* Stated exercise *
Reproduce the material below word for word, keeping every line in its original order.

* Source data *
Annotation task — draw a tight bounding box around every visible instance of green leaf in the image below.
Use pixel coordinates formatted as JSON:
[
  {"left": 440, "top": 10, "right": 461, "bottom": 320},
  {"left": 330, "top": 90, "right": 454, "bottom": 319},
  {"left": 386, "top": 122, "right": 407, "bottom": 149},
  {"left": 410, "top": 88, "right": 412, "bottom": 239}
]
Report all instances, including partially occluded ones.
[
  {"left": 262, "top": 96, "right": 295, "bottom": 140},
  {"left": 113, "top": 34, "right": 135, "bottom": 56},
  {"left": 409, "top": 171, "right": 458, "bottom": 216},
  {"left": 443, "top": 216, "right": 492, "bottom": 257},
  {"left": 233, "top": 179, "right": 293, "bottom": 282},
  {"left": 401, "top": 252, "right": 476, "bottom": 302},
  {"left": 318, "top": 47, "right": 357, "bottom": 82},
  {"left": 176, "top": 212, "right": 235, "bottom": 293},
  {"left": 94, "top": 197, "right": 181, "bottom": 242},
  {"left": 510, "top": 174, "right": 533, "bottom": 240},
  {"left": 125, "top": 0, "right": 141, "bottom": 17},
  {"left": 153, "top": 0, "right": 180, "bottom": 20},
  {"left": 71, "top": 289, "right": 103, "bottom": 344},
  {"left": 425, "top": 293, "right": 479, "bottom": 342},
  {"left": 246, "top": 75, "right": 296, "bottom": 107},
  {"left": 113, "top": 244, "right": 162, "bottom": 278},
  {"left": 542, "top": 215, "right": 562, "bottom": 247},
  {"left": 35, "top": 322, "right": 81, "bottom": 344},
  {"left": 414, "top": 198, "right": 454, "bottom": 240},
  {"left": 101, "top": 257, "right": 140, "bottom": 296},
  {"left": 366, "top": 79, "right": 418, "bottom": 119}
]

* Written answer *
Annotation task — draw a tight bounding box around every visible instance of green leaf in the image below.
Use pixel coordinates formatted as JSON:
[
  {"left": 440, "top": 10, "right": 461, "bottom": 320},
  {"left": 330, "top": 90, "right": 454, "bottom": 319},
  {"left": 386, "top": 122, "right": 407, "bottom": 149},
  {"left": 410, "top": 88, "right": 412, "bottom": 239}
]
Report all instances, including partially occluded ones.
[
  {"left": 262, "top": 96, "right": 295, "bottom": 140},
  {"left": 113, "top": 34, "right": 135, "bottom": 56},
  {"left": 409, "top": 171, "right": 458, "bottom": 216},
  {"left": 443, "top": 216, "right": 492, "bottom": 257},
  {"left": 233, "top": 179, "right": 293, "bottom": 282},
  {"left": 401, "top": 252, "right": 476, "bottom": 302},
  {"left": 318, "top": 47, "right": 357, "bottom": 82},
  {"left": 176, "top": 212, "right": 235, "bottom": 293},
  {"left": 94, "top": 197, "right": 181, "bottom": 242},
  {"left": 510, "top": 174, "right": 533, "bottom": 240},
  {"left": 125, "top": 0, "right": 141, "bottom": 17},
  {"left": 153, "top": 0, "right": 180, "bottom": 20},
  {"left": 71, "top": 289, "right": 103, "bottom": 344},
  {"left": 425, "top": 293, "right": 479, "bottom": 342},
  {"left": 246, "top": 75, "right": 296, "bottom": 107},
  {"left": 113, "top": 244, "right": 162, "bottom": 278},
  {"left": 542, "top": 215, "right": 562, "bottom": 247},
  {"left": 35, "top": 322, "right": 81, "bottom": 344},
  {"left": 414, "top": 198, "right": 454, "bottom": 240},
  {"left": 101, "top": 257, "right": 140, "bottom": 296},
  {"left": 366, "top": 79, "right": 418, "bottom": 119}
]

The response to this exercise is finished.